- WORK TO COMPLETE -
Below are records; say how many of their lines include the word "board", giving nothing but the number.

'''

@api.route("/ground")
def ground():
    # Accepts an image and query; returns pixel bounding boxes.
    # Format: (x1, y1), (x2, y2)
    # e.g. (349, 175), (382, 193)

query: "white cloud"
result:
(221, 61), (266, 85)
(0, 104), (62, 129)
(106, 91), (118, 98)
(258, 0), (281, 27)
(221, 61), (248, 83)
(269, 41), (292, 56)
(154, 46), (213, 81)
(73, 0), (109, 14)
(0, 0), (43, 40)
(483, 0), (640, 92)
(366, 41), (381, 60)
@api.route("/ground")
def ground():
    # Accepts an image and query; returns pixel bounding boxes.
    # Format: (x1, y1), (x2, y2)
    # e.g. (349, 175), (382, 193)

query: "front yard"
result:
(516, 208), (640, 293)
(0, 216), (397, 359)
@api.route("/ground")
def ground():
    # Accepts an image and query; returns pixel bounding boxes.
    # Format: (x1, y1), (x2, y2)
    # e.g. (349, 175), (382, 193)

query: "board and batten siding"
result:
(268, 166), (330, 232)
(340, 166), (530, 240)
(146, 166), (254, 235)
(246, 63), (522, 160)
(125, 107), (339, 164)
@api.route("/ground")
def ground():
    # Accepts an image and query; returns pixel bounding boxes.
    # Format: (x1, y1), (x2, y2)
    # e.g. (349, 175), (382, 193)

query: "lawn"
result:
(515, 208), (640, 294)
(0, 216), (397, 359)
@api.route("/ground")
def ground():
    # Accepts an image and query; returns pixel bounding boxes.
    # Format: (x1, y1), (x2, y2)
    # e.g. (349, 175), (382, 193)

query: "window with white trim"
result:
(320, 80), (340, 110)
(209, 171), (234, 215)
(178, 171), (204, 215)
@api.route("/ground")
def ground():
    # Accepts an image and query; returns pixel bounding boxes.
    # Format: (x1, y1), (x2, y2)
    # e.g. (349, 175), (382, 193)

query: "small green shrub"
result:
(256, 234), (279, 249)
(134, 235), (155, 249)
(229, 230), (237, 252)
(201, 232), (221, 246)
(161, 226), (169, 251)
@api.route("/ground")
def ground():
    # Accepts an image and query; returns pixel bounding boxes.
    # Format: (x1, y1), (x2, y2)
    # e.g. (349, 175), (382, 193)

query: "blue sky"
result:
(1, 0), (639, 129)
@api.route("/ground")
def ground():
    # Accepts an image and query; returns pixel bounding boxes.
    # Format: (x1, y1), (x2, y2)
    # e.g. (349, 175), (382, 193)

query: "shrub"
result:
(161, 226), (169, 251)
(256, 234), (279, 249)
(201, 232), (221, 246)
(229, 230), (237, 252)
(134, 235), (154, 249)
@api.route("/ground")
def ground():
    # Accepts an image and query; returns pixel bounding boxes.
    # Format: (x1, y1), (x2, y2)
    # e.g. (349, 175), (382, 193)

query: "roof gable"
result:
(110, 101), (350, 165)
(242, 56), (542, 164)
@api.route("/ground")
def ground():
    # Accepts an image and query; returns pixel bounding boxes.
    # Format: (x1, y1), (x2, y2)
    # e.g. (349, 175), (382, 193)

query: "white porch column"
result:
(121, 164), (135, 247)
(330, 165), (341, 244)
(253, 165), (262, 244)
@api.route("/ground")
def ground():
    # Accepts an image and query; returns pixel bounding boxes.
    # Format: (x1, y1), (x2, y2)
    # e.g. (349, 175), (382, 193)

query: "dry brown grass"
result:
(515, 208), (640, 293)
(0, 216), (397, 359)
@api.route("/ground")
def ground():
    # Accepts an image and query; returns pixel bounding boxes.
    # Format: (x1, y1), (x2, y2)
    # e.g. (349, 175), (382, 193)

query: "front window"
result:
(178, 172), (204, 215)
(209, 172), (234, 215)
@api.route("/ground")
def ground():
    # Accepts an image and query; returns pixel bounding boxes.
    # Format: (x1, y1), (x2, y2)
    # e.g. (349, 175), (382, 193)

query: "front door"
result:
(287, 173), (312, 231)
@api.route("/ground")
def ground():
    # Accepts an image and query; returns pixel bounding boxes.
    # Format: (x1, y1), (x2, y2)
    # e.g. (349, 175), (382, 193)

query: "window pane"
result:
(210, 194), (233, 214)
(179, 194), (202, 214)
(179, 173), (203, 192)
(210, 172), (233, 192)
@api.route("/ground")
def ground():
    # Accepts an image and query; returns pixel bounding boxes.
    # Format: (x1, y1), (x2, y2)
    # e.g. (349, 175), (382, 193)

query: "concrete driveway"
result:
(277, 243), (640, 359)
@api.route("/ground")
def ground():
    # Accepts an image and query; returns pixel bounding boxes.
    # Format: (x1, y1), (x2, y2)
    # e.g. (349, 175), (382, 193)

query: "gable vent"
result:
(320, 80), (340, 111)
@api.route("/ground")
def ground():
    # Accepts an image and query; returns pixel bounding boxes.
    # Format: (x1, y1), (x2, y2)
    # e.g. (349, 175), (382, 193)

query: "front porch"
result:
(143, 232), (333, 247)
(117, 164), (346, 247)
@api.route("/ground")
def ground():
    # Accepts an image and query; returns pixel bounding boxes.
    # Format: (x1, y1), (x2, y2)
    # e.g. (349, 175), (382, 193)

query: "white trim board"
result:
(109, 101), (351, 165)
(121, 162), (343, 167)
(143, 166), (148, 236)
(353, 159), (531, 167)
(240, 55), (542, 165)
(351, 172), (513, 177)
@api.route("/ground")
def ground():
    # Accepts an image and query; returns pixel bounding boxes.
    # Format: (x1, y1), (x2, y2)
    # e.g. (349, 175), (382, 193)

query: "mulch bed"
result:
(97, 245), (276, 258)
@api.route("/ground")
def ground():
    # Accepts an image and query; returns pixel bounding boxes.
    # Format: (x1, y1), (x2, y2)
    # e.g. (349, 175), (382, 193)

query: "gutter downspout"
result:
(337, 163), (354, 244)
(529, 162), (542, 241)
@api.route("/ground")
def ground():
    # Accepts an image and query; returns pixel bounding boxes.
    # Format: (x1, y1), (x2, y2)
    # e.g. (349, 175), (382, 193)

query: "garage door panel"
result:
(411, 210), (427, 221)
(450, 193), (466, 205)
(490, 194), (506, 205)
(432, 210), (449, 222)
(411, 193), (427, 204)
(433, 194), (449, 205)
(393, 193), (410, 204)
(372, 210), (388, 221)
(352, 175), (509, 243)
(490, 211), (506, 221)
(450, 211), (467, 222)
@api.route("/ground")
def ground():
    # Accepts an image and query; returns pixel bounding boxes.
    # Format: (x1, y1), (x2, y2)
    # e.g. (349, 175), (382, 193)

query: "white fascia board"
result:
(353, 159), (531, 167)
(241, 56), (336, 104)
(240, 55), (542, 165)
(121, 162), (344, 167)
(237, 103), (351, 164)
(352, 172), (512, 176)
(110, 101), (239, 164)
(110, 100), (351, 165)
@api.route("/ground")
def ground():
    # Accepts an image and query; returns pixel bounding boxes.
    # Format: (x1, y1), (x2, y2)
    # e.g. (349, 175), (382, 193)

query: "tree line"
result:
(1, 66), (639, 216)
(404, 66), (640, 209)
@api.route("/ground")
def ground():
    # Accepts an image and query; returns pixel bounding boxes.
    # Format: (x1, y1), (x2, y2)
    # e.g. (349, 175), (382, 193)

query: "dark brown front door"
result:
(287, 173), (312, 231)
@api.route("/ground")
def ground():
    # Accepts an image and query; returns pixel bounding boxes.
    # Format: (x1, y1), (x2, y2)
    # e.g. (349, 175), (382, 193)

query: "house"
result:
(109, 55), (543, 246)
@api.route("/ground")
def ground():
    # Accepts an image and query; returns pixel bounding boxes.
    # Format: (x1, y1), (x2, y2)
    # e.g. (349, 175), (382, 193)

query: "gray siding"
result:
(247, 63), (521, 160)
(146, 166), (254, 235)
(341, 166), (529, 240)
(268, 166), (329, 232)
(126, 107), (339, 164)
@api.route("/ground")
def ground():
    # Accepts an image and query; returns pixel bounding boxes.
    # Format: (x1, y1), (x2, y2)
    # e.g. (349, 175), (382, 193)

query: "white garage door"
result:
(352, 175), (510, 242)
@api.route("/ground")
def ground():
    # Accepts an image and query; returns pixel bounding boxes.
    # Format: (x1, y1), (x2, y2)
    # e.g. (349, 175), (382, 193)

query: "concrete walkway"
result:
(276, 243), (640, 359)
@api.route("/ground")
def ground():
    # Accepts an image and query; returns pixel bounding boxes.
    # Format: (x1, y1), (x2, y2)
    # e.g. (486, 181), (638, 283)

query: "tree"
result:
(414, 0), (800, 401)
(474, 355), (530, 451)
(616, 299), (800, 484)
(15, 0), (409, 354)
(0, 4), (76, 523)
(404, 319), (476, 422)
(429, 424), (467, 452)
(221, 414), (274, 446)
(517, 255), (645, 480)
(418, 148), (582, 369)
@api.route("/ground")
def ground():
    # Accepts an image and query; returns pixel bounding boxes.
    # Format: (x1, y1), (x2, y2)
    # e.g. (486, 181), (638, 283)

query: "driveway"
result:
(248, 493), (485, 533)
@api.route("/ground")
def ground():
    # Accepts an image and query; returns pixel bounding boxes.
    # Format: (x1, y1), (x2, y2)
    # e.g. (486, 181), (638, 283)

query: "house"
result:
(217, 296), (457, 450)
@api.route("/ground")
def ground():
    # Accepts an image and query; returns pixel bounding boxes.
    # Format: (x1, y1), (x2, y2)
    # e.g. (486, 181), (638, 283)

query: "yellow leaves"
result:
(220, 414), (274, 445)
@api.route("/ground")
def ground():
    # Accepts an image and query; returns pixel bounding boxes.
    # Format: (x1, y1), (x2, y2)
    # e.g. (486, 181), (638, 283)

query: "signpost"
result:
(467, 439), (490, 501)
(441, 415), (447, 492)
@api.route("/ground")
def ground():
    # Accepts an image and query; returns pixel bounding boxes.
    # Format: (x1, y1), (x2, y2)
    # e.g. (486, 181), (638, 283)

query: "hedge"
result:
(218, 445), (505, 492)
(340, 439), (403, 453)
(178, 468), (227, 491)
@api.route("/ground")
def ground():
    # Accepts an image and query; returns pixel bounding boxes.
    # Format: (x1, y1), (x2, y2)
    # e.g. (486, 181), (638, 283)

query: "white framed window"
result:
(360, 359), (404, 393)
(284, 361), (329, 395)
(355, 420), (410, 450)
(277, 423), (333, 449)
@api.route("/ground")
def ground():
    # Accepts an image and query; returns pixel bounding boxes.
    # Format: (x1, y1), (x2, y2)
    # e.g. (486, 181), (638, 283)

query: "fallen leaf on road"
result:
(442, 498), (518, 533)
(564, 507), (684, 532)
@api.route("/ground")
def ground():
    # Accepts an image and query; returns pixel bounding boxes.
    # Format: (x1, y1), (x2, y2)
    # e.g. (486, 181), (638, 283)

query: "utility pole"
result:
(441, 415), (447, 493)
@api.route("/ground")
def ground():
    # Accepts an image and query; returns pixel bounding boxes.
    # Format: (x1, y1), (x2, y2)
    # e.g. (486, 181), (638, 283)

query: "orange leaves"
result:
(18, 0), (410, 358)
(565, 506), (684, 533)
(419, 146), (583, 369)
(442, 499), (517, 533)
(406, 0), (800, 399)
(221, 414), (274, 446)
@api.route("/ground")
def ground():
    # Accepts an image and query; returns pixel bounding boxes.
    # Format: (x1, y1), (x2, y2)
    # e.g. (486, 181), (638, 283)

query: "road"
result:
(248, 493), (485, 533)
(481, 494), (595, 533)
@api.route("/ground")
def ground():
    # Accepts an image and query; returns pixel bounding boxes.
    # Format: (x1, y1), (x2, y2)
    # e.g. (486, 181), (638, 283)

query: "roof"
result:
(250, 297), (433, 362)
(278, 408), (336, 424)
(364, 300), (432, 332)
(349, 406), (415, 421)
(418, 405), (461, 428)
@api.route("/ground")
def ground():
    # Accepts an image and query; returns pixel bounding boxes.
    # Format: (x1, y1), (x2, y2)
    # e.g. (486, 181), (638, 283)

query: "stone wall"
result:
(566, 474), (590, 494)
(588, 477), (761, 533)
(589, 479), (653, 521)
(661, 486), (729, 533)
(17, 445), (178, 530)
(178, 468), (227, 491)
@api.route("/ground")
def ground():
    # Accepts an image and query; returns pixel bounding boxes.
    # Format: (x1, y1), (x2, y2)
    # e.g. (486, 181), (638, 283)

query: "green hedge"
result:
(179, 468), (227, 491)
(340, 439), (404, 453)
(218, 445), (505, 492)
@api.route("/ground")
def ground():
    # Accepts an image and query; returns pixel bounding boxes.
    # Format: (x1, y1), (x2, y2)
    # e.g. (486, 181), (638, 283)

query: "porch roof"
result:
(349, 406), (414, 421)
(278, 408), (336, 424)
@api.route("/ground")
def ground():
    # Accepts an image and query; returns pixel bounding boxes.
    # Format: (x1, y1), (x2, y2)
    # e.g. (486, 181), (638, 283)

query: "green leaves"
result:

'''

- TASK ANSWER -
3